* Start RECORD EXTRACTS *

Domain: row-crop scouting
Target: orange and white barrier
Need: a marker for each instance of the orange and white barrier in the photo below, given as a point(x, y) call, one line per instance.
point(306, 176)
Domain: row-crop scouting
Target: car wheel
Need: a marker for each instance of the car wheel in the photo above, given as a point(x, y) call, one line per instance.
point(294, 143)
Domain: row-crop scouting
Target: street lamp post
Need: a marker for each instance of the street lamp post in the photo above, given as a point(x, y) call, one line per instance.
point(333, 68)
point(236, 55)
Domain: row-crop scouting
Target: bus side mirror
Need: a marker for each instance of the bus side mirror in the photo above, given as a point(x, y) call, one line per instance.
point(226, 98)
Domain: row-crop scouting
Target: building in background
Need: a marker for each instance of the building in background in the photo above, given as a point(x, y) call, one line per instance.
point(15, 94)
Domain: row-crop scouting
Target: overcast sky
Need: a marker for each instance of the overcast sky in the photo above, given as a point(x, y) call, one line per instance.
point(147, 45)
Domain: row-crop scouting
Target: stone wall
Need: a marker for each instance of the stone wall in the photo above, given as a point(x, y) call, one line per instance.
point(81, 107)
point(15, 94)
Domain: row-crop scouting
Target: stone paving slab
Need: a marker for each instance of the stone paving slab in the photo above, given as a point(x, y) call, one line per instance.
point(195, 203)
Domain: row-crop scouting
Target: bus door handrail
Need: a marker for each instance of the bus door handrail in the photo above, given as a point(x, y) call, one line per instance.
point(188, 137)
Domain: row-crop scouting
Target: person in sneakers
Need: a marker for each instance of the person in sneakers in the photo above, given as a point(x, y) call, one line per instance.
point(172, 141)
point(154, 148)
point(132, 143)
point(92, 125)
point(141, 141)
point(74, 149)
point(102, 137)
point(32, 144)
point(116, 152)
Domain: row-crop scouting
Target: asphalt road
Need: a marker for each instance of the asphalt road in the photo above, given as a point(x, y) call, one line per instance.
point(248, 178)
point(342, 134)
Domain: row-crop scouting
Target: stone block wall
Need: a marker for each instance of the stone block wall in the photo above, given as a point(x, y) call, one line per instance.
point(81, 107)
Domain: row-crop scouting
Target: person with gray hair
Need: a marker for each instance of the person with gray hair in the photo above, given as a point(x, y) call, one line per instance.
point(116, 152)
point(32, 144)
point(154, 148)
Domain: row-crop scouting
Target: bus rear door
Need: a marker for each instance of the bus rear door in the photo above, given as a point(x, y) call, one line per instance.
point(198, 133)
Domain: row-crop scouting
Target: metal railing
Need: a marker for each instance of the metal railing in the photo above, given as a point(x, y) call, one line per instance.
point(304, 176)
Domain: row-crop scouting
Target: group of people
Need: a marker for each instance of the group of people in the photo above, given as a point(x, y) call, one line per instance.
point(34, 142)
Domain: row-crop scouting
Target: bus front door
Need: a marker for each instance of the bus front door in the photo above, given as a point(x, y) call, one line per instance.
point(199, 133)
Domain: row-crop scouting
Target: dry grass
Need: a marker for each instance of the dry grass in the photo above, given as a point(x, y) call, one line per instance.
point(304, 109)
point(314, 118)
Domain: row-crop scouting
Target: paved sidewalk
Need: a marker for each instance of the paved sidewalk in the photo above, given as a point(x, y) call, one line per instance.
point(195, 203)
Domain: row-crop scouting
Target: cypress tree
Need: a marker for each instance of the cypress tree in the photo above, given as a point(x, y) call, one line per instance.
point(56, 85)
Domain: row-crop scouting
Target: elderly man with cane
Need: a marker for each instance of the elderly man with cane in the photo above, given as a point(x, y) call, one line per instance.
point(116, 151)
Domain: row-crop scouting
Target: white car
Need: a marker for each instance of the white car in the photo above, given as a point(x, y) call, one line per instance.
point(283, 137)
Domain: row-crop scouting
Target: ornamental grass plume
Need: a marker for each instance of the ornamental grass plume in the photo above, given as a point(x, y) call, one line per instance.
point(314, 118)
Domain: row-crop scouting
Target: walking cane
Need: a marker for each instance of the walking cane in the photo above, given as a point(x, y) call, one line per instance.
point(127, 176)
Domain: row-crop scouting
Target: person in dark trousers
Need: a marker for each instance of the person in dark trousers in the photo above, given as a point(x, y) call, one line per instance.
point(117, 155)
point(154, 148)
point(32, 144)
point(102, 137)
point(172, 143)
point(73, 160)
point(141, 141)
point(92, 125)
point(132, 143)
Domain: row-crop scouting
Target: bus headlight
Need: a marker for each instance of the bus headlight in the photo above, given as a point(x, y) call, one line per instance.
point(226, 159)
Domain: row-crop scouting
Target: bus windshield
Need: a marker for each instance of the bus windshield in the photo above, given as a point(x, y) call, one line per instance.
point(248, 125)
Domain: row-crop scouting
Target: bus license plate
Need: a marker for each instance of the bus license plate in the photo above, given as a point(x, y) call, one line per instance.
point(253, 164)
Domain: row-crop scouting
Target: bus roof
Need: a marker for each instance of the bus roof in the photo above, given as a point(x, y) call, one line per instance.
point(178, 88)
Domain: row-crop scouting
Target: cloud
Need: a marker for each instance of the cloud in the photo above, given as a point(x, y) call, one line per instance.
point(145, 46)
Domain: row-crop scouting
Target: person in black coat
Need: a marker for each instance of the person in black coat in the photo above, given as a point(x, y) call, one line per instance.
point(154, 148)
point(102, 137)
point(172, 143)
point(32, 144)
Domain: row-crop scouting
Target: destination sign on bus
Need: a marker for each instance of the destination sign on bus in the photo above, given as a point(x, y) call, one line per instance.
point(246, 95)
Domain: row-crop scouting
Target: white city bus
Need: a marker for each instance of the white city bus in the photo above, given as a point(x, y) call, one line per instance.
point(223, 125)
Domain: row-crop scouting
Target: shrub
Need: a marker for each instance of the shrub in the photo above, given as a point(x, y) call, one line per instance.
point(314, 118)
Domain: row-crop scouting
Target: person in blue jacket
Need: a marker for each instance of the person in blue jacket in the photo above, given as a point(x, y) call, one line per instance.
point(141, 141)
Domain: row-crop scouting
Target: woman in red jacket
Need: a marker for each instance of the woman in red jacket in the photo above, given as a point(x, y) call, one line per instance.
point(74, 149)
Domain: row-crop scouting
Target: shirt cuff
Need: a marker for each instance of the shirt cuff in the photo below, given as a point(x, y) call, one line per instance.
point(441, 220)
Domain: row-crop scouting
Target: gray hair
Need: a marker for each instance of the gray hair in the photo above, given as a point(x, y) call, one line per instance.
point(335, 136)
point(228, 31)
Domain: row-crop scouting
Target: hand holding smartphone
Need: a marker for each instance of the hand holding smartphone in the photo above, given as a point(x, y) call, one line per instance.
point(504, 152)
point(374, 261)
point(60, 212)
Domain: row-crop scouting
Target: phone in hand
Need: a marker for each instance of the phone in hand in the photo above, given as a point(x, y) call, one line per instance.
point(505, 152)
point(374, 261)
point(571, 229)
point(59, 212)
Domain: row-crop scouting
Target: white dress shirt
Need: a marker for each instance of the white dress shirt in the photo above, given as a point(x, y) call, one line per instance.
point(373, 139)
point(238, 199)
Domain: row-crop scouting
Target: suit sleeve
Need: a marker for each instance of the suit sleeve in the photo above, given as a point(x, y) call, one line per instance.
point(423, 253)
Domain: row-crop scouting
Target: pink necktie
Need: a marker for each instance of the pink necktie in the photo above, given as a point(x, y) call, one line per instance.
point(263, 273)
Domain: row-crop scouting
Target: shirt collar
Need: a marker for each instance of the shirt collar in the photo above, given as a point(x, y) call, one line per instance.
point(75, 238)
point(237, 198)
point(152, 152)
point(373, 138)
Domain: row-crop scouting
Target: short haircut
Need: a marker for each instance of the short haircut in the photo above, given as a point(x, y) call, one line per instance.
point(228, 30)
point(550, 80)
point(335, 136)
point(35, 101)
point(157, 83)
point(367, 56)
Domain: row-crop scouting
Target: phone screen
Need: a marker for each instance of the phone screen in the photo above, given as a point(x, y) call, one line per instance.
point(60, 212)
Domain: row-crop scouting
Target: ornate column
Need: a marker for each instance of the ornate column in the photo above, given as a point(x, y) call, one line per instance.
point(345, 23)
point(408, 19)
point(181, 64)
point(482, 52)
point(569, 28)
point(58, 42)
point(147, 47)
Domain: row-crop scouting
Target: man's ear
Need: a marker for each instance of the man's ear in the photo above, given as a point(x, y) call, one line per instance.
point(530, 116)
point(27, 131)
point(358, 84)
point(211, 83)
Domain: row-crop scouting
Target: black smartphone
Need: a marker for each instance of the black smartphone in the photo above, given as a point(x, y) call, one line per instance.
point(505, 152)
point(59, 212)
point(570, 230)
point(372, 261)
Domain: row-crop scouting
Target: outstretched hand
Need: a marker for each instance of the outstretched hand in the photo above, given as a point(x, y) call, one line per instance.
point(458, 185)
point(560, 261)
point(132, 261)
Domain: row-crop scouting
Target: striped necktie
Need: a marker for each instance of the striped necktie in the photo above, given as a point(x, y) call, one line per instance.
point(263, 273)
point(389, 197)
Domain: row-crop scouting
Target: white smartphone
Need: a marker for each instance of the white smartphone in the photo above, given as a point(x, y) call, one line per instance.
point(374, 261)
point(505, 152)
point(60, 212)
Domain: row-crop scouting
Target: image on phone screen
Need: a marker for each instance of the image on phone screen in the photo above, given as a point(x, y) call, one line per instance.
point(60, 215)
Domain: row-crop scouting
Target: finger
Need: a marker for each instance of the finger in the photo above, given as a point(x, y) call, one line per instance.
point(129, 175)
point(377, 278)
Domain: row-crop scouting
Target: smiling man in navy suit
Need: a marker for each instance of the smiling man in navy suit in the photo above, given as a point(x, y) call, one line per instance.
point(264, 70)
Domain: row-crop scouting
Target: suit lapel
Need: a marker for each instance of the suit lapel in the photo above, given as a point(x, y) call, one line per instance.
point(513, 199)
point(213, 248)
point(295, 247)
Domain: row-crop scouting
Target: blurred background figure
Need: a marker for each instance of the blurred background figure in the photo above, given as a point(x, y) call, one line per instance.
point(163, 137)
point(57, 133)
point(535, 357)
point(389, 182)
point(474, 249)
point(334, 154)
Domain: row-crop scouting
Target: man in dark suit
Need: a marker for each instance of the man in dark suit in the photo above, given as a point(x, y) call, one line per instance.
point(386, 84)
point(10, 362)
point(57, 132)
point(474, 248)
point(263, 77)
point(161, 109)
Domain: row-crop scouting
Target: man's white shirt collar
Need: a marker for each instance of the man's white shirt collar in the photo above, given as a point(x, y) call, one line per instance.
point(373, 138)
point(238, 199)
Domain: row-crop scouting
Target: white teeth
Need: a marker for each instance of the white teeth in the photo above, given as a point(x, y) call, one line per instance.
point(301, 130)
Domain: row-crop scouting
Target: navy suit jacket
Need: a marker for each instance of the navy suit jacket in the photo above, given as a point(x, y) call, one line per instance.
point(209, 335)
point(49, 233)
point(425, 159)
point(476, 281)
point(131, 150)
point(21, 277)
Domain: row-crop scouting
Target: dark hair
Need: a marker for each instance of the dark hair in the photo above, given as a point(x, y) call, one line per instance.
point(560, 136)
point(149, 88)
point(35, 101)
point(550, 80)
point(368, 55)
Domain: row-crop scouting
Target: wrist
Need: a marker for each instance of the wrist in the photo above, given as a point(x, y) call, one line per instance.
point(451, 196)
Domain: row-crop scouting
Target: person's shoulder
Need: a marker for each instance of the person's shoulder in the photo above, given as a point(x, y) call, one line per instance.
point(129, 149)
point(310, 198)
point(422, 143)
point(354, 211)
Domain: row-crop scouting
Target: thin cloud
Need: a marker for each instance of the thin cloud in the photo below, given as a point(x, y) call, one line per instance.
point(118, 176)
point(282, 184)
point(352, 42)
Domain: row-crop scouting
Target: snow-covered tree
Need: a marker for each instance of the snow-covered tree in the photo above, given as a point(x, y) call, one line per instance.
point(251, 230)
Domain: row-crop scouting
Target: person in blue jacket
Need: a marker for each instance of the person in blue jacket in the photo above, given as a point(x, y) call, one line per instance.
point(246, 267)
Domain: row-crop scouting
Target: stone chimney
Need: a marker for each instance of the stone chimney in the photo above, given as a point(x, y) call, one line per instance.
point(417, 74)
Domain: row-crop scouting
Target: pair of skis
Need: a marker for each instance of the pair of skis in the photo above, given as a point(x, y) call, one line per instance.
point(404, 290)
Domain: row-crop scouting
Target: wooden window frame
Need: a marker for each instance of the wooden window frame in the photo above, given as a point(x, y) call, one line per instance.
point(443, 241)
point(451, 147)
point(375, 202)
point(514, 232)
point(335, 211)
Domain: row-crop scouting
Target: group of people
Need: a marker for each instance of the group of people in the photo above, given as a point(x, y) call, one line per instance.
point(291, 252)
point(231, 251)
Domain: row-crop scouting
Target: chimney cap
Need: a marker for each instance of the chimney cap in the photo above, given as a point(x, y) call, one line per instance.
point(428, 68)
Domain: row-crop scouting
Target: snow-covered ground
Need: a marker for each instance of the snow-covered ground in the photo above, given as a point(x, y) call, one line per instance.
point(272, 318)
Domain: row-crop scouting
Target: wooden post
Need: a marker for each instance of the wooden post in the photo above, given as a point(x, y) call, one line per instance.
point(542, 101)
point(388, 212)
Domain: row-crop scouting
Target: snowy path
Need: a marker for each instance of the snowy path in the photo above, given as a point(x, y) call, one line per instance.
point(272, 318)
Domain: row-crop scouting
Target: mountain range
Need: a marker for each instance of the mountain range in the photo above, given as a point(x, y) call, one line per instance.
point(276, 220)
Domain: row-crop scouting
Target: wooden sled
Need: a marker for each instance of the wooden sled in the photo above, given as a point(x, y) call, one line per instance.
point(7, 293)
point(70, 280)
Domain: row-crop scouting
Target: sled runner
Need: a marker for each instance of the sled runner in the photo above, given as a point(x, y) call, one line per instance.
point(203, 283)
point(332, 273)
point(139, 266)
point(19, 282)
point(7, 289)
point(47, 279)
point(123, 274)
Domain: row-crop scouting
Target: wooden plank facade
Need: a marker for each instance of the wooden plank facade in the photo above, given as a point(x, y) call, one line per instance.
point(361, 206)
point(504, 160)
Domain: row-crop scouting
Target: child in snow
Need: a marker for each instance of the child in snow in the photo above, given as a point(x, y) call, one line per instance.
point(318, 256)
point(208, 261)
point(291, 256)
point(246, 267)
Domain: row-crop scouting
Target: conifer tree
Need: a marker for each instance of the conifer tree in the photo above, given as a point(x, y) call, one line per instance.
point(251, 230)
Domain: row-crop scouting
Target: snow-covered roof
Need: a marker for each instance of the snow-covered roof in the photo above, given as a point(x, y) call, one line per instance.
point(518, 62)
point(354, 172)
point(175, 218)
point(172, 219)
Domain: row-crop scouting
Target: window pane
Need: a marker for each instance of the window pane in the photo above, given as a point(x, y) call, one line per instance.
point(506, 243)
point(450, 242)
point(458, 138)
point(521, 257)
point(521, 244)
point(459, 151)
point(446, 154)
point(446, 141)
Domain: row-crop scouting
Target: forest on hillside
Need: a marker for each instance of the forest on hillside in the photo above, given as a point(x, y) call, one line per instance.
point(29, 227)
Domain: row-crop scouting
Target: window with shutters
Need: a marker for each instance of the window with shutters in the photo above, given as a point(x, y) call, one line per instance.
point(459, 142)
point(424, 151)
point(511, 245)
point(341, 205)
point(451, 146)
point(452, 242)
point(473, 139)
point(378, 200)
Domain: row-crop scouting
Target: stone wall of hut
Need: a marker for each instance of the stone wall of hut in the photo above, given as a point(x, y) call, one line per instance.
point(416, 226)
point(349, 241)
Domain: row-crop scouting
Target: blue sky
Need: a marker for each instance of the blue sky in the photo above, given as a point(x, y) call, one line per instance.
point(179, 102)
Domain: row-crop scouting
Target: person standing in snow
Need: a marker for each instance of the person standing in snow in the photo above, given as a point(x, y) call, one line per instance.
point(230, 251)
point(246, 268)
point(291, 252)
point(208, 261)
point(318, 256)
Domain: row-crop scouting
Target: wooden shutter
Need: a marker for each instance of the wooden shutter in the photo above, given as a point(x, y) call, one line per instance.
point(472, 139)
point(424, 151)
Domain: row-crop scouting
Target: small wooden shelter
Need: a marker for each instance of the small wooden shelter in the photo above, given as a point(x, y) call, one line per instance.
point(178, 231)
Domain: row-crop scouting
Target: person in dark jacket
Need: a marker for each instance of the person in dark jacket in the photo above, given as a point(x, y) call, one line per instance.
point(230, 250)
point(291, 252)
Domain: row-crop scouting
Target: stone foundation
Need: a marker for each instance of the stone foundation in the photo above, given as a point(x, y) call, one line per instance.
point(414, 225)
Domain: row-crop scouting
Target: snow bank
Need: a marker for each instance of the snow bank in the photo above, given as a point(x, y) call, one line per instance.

* End RECORD EXTRACTS *

#### EXERCISE DETAILS
Copy out the lines from the first one through the line containing "point(306, 176)", request text included. Multiply each point coordinate in the answers by 2.2 and round to whole numbers, with halves rounded up.

#### FULL ANSWER
Domain: row-crop scouting
Target: orange and white barrier
Need: a marker for each instance of the orange and white barrier in the photo below, given as a point(x, y) call, one line per instance.
point(673, 387)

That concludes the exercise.